= Beginning of Section =

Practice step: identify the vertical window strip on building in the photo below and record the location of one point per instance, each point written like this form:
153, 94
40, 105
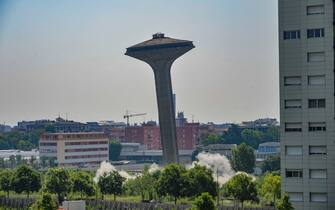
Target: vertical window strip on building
317, 103
315, 9
294, 34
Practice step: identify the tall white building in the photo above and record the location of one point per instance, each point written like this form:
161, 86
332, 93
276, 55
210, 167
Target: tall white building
73, 150
306, 34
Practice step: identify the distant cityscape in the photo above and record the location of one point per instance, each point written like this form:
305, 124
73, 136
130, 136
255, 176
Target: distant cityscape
67, 143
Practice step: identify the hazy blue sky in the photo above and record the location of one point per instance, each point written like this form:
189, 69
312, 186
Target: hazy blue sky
67, 56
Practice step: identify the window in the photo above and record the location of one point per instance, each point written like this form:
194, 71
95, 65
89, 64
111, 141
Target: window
292, 103
317, 103
316, 80
293, 173
315, 10
296, 196
293, 127
316, 126
317, 150
316, 33
316, 56
318, 173
292, 34
319, 197
294, 150
292, 81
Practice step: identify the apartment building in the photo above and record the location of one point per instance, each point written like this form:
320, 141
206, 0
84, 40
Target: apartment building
75, 150
306, 50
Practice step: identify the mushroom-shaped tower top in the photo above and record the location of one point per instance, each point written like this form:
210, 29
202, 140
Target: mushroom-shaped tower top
159, 41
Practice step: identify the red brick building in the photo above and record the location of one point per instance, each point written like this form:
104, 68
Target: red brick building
149, 135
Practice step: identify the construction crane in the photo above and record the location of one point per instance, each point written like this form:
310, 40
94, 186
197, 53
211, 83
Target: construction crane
127, 116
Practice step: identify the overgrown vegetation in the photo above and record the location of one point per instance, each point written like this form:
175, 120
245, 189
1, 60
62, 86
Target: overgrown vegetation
172, 184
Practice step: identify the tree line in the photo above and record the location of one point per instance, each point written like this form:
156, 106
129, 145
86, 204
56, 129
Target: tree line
174, 181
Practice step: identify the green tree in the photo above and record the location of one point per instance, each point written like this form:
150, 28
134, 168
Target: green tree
147, 183
4, 144
82, 182
26, 179
57, 180
271, 164
19, 160
173, 181
200, 179
252, 137
271, 187
114, 150
111, 183
45, 202
12, 161
284, 203
272, 134
204, 202
2, 163
6, 181
241, 188
243, 158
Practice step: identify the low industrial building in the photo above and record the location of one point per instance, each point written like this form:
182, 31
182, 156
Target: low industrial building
75, 150
139, 154
222, 149
266, 150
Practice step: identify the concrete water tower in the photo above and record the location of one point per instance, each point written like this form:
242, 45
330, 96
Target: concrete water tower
160, 52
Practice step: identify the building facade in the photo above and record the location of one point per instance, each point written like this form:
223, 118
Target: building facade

= End of Section =

In your copy of the listing above, reproduce each line exactly and omit all pictures.

*Exercise result*
Practice step: identify the vertical window strip on building in the photo below and record the location of one point per instance, each point written like this form:
153, 94
40, 105
Target: vertical window strip on building
317, 103
315, 9
294, 34
Practice step: identify the tall white building in the photo above and record the location of one point per instance, each point written like this form:
161, 86
332, 93
276, 55
210, 167
Target: tall white building
73, 150
306, 34
Practice step: identify the distant cityscape in the photo above and record the location of one point per instance, each point written like this form:
305, 124
73, 136
130, 136
255, 176
Target: distant cityscape
67, 143
Practice step: identify the hazy blue sky in the photo above and record the location of one point per instance, each point written like this form:
189, 69
312, 186
Target: hazy blue sky
67, 56
Practice step: identify the window in the photo above and record the location of one point per instance, each point written like this form:
194, 71
95, 65
89, 64
111, 141
Target: window
292, 103
317, 103
316, 80
293, 173
315, 10
296, 196
293, 127
316, 126
317, 150
316, 33
316, 56
318, 173
292, 34
319, 197
294, 150
292, 81
Practice step: identify the apartment building in the photo above and record the location of one point per instance, each point written like this form:
320, 141
206, 0
84, 40
Target: apartment building
75, 150
306, 50
Practice step: identify the mushroom-shaped tower top in the photo above and record the location of one point per instance, each point written like this form:
210, 29
202, 140
Target: mushroom-shaped tower top
159, 41
Practice step: identify the red brick building in the photo above and record the location of one point per instance, each point written like this form:
104, 68
Target: red brick building
149, 135
Practice step: identify the construction crane in the photo above and record the location of one point per instance, each point written like this form:
310, 40
94, 186
197, 53
211, 83
Target: construction crane
127, 116
Practice step: identify the overgrown vegetation in the photo above and record the location of one point per instance, each point written like this form:
175, 120
245, 189
1, 60
62, 86
Target: overgrown vegetation
172, 184
Practice step: identify the tree line in the photo above and record the location of one point per instance, each point written like this form:
156, 106
129, 145
86, 204
56, 129
Target: tree line
174, 181
Practice step: identify the green tree in the photo above and record the location of one point per instance, each point written like this form:
150, 28
134, 168
Target: green tree
147, 183
4, 144
82, 182
26, 179
57, 180
271, 164
19, 160
173, 181
200, 179
252, 137
271, 187
114, 150
111, 183
45, 202
12, 161
284, 203
272, 134
204, 202
2, 163
6, 181
241, 188
243, 158
Practice step: identify the low industrial building in the photo above and record the location of one point per instance, each point written like this form:
182, 31
182, 156
Target: low industrial building
75, 150
139, 154
222, 149
266, 150
Practice step: identify the concrete water tower in the photo above and record the location of one point per instance, each point written like this form:
242, 45
330, 96
Target: concrete water tower
160, 52
Practice step: identify the building facade in the photo above and record the location of one point per instance, each point written like this form:
223, 118
Target: building facade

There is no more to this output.